* DIRECTION *
Reproduce the records word for word, starting at the line that contains "Target: frog nostril" and continuing through the last line of the records.

** start **

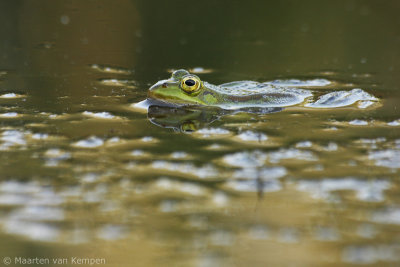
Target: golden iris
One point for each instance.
(191, 84)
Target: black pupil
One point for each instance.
(190, 82)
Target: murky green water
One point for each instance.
(84, 174)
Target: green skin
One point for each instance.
(169, 91)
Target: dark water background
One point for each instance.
(75, 181)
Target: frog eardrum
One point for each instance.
(191, 84)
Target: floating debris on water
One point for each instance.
(100, 115)
(109, 69)
(90, 142)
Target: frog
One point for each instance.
(187, 89)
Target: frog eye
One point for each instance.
(191, 84)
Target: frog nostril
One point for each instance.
(190, 82)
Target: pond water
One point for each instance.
(85, 174)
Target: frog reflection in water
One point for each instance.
(171, 102)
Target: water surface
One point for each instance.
(84, 174)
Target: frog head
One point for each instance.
(182, 88)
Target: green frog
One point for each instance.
(186, 89)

** end **

* TASK RESPONSE *
Target: frog nostril
One point for each instance.
(190, 82)
Target: pond water
One point for each instance.
(85, 174)
Target: frog reflection in water
One point for each instance.
(171, 102)
Target: water surface
One point for each instance.
(84, 174)
Target: frog head
One point for each instance.
(182, 88)
Target: green frog
One point for each instance.
(186, 89)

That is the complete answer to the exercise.